▸ **PROBLEM STATEMENT**
Pick up the family story about Koko from its final sentence and keep it going.

▸ **SOURCE DOCUMENT**
╭──

When my father was a child, his
mother, my Koko fought with the local rainmaker. The rainmaker had planted
himself on her land and demanded pay for bringing the rain that would help her
crops grow. Koko did not think this man had the power to call the rain or to protect
the yet to be planted and yet to be harvested crop from damage caused by hailstones. Koko refused to
pay and when the rainmaker refused to uproot himself from the front of her hut
she used her fists. Koko fought with him
and she won. The bruised rainmaker cursed Koko but people say she refused to be
cursed.
Koko went on with her life. The
rainmaker died long before Koko. I heard this story for the first time at Koko’s
funeral. We estimated that she was in her late nineties, not yet one hundred years old. She had told us often that she remembered the time before the first world war. She had lived for over twenty
years after the cervical cancer diagnosis had given her less than a year to
live. She refused to die.
My grandfather, Kuka often ridiculed
Koko because she could not read or write and did not know what year she was
born. Koko was devastated when her only daughter died so young. She told me
about her, “She was your age when she died.” I was never sure about how old
this aunt had been. Koko told me about her when I was ten, when I was thirteen, when I was eighteen. Kuka worried about where
he would get a dowry for all his sons to marry since his only daughter had died
and Koko had refused to give birth to daughters.

╰──

▸ **GIVEN INFORMATION**
╭──

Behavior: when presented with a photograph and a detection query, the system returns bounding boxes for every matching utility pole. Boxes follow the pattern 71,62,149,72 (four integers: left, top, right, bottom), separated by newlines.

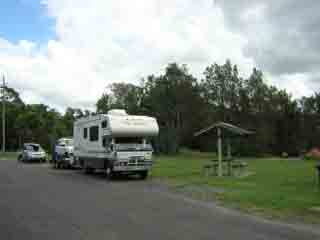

╰──

▸ **OUTPUT**
Koko fought to keep her eight sons
in school. She once got into trouble for selling a cow without Kuka’s
permission. She would tell us often that on the day she was summoned by
the council of elders she put on her prettiest dress, a mini dress. She combed her hair
and oiled it with coconut oil so that it would shine in the sun as she walked
to the baraza. She said that as she walked to the meeting and people stopped to
stare at her. When she got there she held her hands akimbo and
asked what the elders wanted. She never told us what the outcome was but all her
sons went to school.
On the day before we buried Koko the
whole community gathered to share their memories about her. Neighbours, my uncles’
and father’s age mates, talked about how she had made it her business to catch
truants and discipline them for skipping school. At the burial we stood around her grave –
husband, sisters, brothers, sons, daughters, grand children, great-
grand children. All of us sobbing, wailing and crying until we had no tears left
inside to shed and then dancing sukuti and then laughing and then drinking tea,
and then it rained as it often does in the afternoons in Ilala.